** Start **

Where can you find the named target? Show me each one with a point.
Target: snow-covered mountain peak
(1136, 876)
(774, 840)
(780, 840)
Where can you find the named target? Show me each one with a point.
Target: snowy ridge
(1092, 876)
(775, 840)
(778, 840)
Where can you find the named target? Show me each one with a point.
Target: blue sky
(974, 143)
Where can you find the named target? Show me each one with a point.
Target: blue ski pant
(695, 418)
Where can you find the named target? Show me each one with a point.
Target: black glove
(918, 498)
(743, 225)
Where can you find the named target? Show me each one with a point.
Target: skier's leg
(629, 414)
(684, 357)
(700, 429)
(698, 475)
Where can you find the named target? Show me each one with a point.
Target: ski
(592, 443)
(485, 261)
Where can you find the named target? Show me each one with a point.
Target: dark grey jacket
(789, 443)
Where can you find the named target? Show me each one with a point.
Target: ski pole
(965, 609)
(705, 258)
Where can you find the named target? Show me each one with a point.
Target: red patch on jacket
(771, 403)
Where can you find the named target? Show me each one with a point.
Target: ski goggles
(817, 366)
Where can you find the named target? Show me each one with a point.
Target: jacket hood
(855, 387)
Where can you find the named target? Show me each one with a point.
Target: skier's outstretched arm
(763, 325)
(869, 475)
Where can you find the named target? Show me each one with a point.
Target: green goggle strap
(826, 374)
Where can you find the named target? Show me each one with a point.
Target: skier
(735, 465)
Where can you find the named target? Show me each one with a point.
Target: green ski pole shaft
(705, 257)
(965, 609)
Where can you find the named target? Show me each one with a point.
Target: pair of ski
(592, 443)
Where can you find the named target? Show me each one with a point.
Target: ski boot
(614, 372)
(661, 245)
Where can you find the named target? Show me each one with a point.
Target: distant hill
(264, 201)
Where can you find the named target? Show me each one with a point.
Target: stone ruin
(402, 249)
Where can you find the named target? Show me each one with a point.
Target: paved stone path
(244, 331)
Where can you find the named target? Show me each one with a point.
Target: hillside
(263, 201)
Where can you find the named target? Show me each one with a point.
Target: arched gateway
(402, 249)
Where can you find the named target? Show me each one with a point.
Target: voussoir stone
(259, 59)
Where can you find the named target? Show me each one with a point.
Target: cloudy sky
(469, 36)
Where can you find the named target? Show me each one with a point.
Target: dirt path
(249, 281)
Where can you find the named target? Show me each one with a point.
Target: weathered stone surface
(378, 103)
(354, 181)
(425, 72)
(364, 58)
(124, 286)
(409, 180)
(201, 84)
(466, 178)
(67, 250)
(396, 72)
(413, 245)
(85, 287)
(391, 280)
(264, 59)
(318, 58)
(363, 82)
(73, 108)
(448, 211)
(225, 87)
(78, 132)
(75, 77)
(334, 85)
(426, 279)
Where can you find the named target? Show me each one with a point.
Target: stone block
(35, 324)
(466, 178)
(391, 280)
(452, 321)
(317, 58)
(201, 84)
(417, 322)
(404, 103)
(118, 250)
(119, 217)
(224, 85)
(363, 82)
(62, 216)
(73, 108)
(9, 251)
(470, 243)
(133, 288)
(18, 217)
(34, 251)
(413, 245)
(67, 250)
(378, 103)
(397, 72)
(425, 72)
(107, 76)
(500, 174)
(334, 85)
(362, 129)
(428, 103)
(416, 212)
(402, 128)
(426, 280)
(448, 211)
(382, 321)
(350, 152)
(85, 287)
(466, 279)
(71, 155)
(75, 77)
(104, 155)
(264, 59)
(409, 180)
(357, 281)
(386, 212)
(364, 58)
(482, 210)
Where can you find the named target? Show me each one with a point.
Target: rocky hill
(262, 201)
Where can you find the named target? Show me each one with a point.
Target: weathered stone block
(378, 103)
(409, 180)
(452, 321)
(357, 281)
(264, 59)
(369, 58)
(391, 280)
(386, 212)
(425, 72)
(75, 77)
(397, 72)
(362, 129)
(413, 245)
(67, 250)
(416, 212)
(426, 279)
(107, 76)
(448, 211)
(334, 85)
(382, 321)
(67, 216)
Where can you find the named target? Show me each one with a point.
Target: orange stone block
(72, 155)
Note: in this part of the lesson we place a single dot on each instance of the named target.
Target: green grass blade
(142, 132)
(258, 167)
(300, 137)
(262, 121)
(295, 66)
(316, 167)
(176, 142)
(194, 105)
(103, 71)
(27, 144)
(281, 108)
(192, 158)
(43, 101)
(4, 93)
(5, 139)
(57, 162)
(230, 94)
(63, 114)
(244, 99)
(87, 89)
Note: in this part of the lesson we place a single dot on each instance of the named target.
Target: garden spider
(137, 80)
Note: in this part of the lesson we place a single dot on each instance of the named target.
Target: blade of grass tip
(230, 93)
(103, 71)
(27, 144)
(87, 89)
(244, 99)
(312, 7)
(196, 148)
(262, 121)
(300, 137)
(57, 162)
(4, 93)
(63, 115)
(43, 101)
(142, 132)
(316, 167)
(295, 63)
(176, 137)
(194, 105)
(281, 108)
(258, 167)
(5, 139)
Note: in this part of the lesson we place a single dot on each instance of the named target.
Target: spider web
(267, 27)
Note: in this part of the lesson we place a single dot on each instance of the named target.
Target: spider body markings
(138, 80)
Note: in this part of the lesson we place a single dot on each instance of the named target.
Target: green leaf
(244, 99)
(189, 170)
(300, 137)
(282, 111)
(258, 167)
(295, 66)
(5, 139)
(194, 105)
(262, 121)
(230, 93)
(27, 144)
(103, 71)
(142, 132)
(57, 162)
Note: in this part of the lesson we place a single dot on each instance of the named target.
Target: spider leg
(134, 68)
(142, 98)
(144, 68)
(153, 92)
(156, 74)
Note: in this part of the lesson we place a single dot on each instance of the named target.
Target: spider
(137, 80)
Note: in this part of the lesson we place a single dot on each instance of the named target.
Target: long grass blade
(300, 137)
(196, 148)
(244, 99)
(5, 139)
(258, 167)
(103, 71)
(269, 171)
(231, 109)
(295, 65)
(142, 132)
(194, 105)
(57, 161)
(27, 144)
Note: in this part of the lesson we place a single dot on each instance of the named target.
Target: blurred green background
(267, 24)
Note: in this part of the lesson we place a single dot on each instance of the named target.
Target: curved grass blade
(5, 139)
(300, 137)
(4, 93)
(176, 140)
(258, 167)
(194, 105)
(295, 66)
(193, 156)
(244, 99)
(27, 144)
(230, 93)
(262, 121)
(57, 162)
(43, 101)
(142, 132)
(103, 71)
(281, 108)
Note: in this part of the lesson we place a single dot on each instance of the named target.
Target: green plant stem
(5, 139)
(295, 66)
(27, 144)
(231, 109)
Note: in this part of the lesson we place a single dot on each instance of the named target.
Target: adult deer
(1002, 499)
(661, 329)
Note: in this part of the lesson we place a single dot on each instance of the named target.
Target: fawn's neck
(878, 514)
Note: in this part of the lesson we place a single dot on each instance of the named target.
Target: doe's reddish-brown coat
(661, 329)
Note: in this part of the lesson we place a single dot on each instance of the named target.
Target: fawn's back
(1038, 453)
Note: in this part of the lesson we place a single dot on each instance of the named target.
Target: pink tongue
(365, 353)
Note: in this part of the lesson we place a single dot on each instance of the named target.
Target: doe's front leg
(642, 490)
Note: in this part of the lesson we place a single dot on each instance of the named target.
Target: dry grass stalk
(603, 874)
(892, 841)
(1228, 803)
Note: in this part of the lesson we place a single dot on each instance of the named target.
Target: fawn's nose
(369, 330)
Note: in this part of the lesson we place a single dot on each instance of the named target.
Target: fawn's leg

** End **

Exercise requirements ▸ All of the entries above need to be reproduced exactly.

Full output ▸
Where can you find the named target? Show me each one with a point.
Target: snow-covered mountain peak
(1136, 876)
(774, 840)
(780, 840)
Where can you find the named target? Show me each one with a point.
Target: snowy ridge
(1092, 876)
(775, 840)
(778, 840)
Where can you find the named target? Show me each one with a point.
Target: blue sky
(974, 143)
Where can you find the named target? Show me each one with a point.
Target: blue ski pant
(695, 418)
Where can you find the named target? Show me each one with a point.
Target: black glove
(918, 498)
(743, 225)
Where can you find the named target? Show me each one with a point.
Target: skier's leg
(629, 414)
(684, 357)
(700, 429)
(698, 475)
Where can you find the named target? Show me each one with a point.
Target: ski
(592, 443)
(485, 261)
Where can you find the named target? Show me each one with a point.
Target: dark grey jacket
(789, 443)
Where can you find the named target? Show me each one with a point.
Target: ski pole
(965, 609)
(705, 258)
Where can you find the named target? Show me each one with a point.
Target: red patch on jacket
(771, 403)
Where can you find the named target? Show me each one with a point.
Target: ski goggles
(817, 366)
Where can you find the named target? Show me each one with a point.
Target: jacket hood
(855, 387)
Where can you find the named target? Show me each one with a point.
Target: skier's outstretched arm
(763, 325)
(869, 475)
Where can you find the named target? Show me each one with a point.
Target: green goggle strap
(826, 374)
Where can you find the named target? Show me each one with a point.
Target: skier
(735, 465)
Where can you find the named target? Show me each one with a point.
Target: green ski pole shaft
(705, 257)
(965, 609)
Where can you find the named target? Show me each one with a point.
Target: pair of ski
(592, 443)
Where can you find the named target? Show me each one with a point.
Target: ski boot
(614, 372)
(661, 245)
Where can you find the named target? Show me each one with a point.
Target: distant hill
(264, 201)
Where can you find the named target? Show me each one with a point.
Target: stone ruin
(402, 249)
Where can you find the named target? Show me each one with a point.
Target: paved stone path
(244, 331)
Where can you find the named target? Show me each one with a point.
Target: hillside
(263, 201)
Where can you find the named target? Show me each one with a point.
Target: arched gateway
(402, 249)
Where can you find the named target? Show me each one with a point.
Target: voussoir stone
(259, 59)
Where can you find the named target? Show me each one with a point.
Target: cloudy sky
(469, 36)
Where can you find the named target? Show me each one with a point.
Target: dirt path
(249, 281)
Where can you find the named target? Show me each one with a point.
Target: weathered stone surface
(378, 103)
(354, 181)
(425, 72)
(364, 58)
(124, 286)
(409, 180)
(201, 84)
(466, 178)
(67, 250)
(396, 72)
(413, 245)
(85, 287)
(391, 280)
(264, 59)
(318, 58)
(363, 82)
(73, 108)
(448, 211)
(225, 87)
(78, 132)
(75, 77)
(334, 85)
(426, 279)
Where can you find the named target? Show me each one with a point.
Target: stone block
(35, 324)
(466, 178)
(391, 280)
(452, 321)
(317, 58)
(201, 84)
(417, 322)
(404, 103)
(118, 250)
(119, 217)
(224, 85)
(363, 82)
(62, 216)
(73, 108)
(9, 251)
(470, 243)
(133, 288)
(18, 217)
(34, 251)
(413, 245)
(67, 250)
(378, 103)
(397, 72)
(425, 72)
(107, 76)
(500, 174)
(334, 85)
(362, 129)
(428, 103)
(416, 212)
(402, 128)
(426, 280)
(448, 211)
(382, 321)
(350, 152)
(85, 287)
(466, 279)
(71, 155)
(75, 77)
(104, 155)
(264, 59)
(409, 180)
(357, 281)
(386, 212)
(364, 58)
(482, 210)
Where can you find the named target? Show me each one with a point.
Target: rocky hill
(262, 201)
Where can you find the named target? Show me each one with a point.
Target: weathered stone block
(378, 103)
(409, 180)
(452, 321)
(357, 281)
(264, 59)
(369, 58)
(391, 280)
(386, 212)
(425, 72)
(75, 77)
(397, 72)
(362, 129)
(413, 245)
(67, 250)
(416, 212)
(426, 279)
(107, 76)
(448, 211)
(334, 85)
(382, 321)
(67, 216)
Where can you find the named target? Show me each one with a point.
Target: orange stone block
(72, 155)
Note: in this part of the lesson we place a single dot on each instance of the named target.
Target: green grass blade
(142, 132)
(258, 167)
(300, 137)
(262, 121)
(295, 66)
(316, 167)
(176, 142)
(194, 105)
(103, 71)
(27, 144)
(281, 108)
(192, 158)
(43, 101)
(4, 93)
(5, 139)
(57, 162)
(230, 94)
(63, 114)
(244, 99)
(87, 89)
Note: in this part of the lesson we place a single dot on each instance of the named target.
Target: garden spider
(137, 80)
Note: in this part of the lesson we place a single dot on each instance of the named target.
Target: blade of grass tip
(230, 93)
(103, 71)
(27, 144)
(87, 89)
(244, 99)
(312, 7)
(196, 148)
(262, 121)
(300, 137)
(57, 162)
(4, 93)
(63, 115)
(43, 101)
(142, 132)
(316, 167)
(295, 63)
(176, 137)
(194, 105)
(281, 108)
(258, 167)
(5, 139)
Note: in this part of the lesson we place a single dot on each instance of the named target.
Target: spider web
(267, 27)
Note: in this part of the lesson we place a single dot on each instance of the named target.
Target: spider body markings
(138, 80)
Note: in this part of the lesson we place a single dot on each instance of the named target.
Target: green leaf
(244, 99)
(189, 170)
(300, 137)
(282, 111)
(258, 167)
(295, 66)
(5, 139)
(194, 105)
(262, 121)
(230, 93)
(27, 144)
(103, 71)
(142, 132)
(57, 162)
Note: in this part of the lesson we place a single dot on each instance of the named target.
Target: spider leg
(134, 68)
(142, 98)
(144, 68)
(153, 92)
(156, 74)
Note: in this part of the lesson we place a single dot on each instance of the named target.
Target: spider
(137, 80)
Note: in this part of the lesson we place a single dot on each instance of the named target.
Target: long grass blade
(300, 137)
(196, 148)
(244, 99)
(5, 139)
(258, 167)
(103, 71)
(269, 171)
(231, 109)
(295, 65)
(142, 132)
(194, 105)
(57, 161)
(27, 144)
Note: in this part of the lesson we place a single dot on each instance of the named target.
Target: blurred green background
(267, 24)
Note: in this part of the lesson we place a single dot on each instance of the named target.
Target: curved grass blade
(5, 139)
(300, 137)
(4, 93)
(176, 140)
(258, 167)
(194, 105)
(295, 66)
(193, 156)
(244, 99)
(27, 144)
(230, 93)
(262, 121)
(57, 162)
(43, 101)
(142, 132)
(103, 71)
(281, 108)
Note: in this part of the lesson we place a single dot on each instance of the named target.
Target: green plant stem
(5, 139)
(295, 66)
(27, 144)
(231, 109)
Note: in this part of the lesson we place a single dot on each instance of the named target.
Target: adult deer
(1002, 499)
(661, 329)
Note: in this part of the lesson we place a single dot on each instance of the named target.
Target: fawn's neck
(878, 514)
Note: in this part of the lesson we place a single dot on each instance of the named target.
Target: doe's reddish-brown coat
(661, 329)
Note: in this part of the lesson we place a single dot on each instance of the named target.
Target: fawn's back
(1038, 453)
Note: in this part of the lesson we place a single dot on each instance of the named target.
Target: pink tongue
(365, 353)
Note: in this part of the lesson we place a single dot on each instance of the named target.
Target: doe's front leg
(642, 490)
Note: in this part of the lesson we place a single dot on each instance of the named target.
Target: dry grass stalk
(603, 874)
(892, 841)
(1228, 803)
Note: in this part of the lesson we place a single dot on each instance of the named target.
Target: fawn's nose
(369, 330)
Note: in this part of the lesson we place a single dot on each instance of the named target.
Target: fawn's leg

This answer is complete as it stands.